● **Short problem**:
The entries below should be output exactly as written.

● **Data supplied**:
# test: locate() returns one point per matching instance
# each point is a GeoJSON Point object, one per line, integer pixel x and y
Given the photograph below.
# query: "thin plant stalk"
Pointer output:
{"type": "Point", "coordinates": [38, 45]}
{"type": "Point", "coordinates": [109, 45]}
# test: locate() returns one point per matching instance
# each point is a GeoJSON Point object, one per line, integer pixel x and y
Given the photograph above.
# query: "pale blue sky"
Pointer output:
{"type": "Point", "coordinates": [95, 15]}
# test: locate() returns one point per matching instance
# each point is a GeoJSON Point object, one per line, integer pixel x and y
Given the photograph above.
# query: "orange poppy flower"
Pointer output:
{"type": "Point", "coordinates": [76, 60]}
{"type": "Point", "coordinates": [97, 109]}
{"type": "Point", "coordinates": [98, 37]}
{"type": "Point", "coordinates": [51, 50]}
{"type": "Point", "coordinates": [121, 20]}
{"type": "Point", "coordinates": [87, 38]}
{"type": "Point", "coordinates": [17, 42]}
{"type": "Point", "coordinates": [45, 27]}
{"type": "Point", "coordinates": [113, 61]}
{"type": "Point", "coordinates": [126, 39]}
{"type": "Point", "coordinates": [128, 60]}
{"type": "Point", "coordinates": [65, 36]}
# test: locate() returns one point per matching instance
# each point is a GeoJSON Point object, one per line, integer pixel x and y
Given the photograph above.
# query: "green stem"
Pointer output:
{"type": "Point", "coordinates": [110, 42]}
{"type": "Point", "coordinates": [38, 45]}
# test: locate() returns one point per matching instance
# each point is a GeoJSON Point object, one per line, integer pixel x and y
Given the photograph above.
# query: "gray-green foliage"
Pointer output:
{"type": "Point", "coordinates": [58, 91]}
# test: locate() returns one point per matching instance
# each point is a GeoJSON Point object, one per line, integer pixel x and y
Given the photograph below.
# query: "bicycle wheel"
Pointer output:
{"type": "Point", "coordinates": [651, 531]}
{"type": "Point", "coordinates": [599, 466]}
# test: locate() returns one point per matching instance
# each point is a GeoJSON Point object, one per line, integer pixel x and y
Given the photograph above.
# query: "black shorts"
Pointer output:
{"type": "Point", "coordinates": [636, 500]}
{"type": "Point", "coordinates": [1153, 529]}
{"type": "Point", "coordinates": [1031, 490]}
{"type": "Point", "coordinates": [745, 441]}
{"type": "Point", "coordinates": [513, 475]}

● **In response**:
# test: locate() returns one point per matching instance
# each point is a GeoJSON Point object, one per line, integer pixel x and y
Given the photograph below.
# query: "thin plant stalk"
Pointer output:
{"type": "Point", "coordinates": [38, 45]}
{"type": "Point", "coordinates": [109, 45]}
# test: locate() returns one point per matching instance
# each point is a GeoJSON Point object, one per line, integer pixel x and y
Given the photograph above.
# query: "pale blue sky"
Pointer output:
{"type": "Point", "coordinates": [95, 15]}
# test: locate() returns one point per matching instance
# each point is a GeoJSON Point object, one per line, integer pixel x and y
Given the photograph above.
# query: "orange poppy flower"
Pointer output:
{"type": "Point", "coordinates": [76, 60]}
{"type": "Point", "coordinates": [97, 109]}
{"type": "Point", "coordinates": [98, 37]}
{"type": "Point", "coordinates": [51, 50]}
{"type": "Point", "coordinates": [121, 20]}
{"type": "Point", "coordinates": [87, 38]}
{"type": "Point", "coordinates": [17, 42]}
{"type": "Point", "coordinates": [45, 27]}
{"type": "Point", "coordinates": [113, 61]}
{"type": "Point", "coordinates": [126, 39]}
{"type": "Point", "coordinates": [128, 60]}
{"type": "Point", "coordinates": [65, 36]}
# test: locate() returns one point per matching instance
# each point is a GeoJSON Point object, one per line, integer pixel x and y
Given the photograph above.
# query: "green stem"
Pointer output:
{"type": "Point", "coordinates": [110, 42]}
{"type": "Point", "coordinates": [38, 45]}
# test: locate() returns one point per matching instance
# each point is a GeoJSON Point object, one per line, integer pixel x and y
Given the photograph above.
# query: "gray-green foliage"
Pointer output:
{"type": "Point", "coordinates": [58, 91]}
# test: locate() returns one point per matching instance
# each point is a GeoJSON Point object, one per line, integer pixel x and y
Given the photograph below.
# query: "bicycle wheel"
Pointer output:
{"type": "Point", "coordinates": [651, 531]}
{"type": "Point", "coordinates": [599, 466]}
# test: locate() returns one point per matching instance
# each point is a GeoJSON Point object, one per line, integer pixel x and y
Given the photograph above.
# query: "black shorts"
Pointer output:
{"type": "Point", "coordinates": [636, 500]}
{"type": "Point", "coordinates": [1153, 529]}
{"type": "Point", "coordinates": [1031, 490]}
{"type": "Point", "coordinates": [745, 441]}
{"type": "Point", "coordinates": [513, 475]}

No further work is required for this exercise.